### TASK:
Reproduce the data below line for line, leaving out the pictures.

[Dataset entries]
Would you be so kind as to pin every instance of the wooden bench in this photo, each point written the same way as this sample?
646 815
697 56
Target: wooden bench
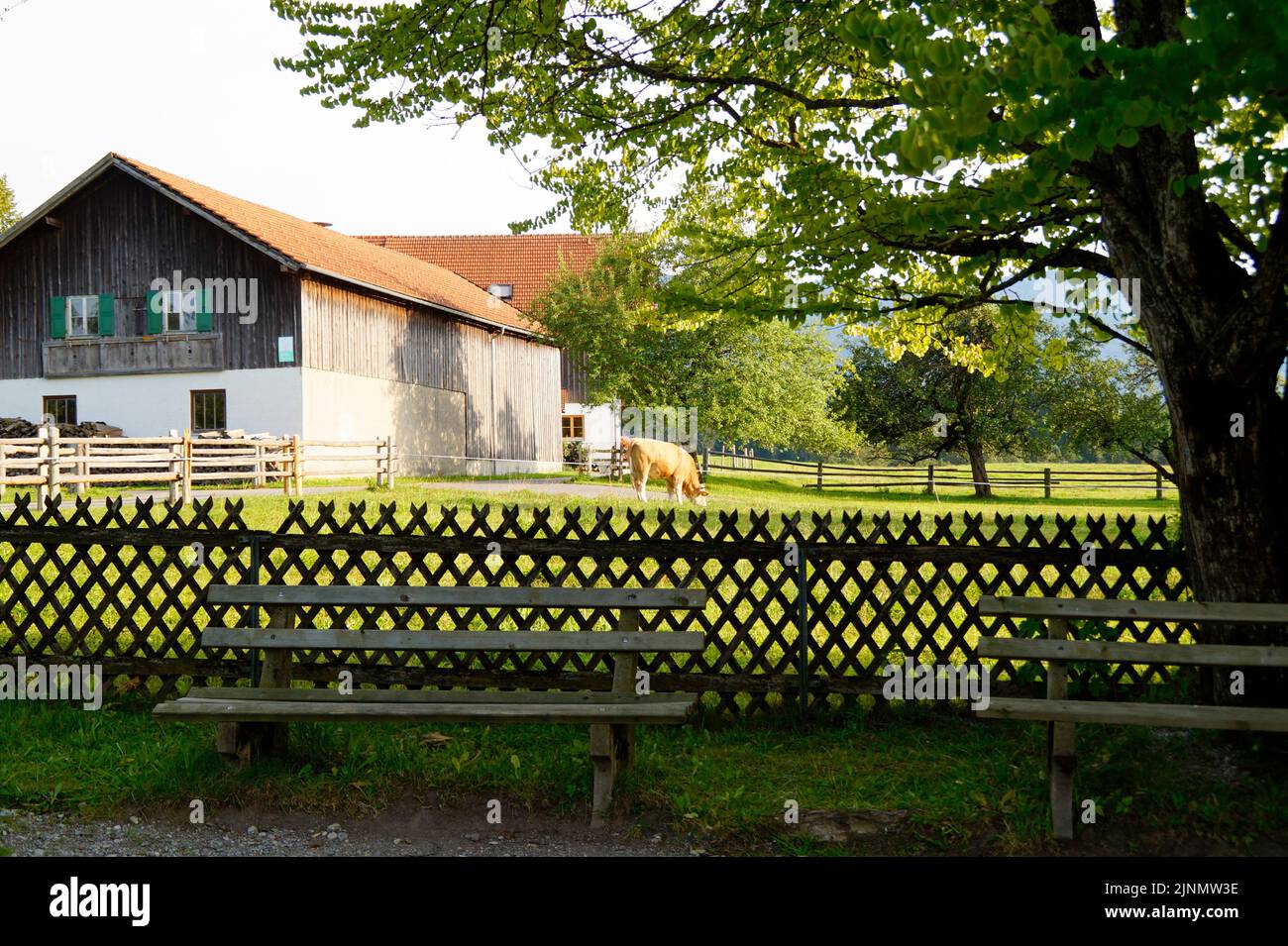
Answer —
1056 650
254 718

### OUTPUT:
Would you be so kind as to pin every instance of the wooden bench in this photo, each point written the same way as this sample?
646 815
697 56
Target: wooden bench
Answer —
1056 650
254 718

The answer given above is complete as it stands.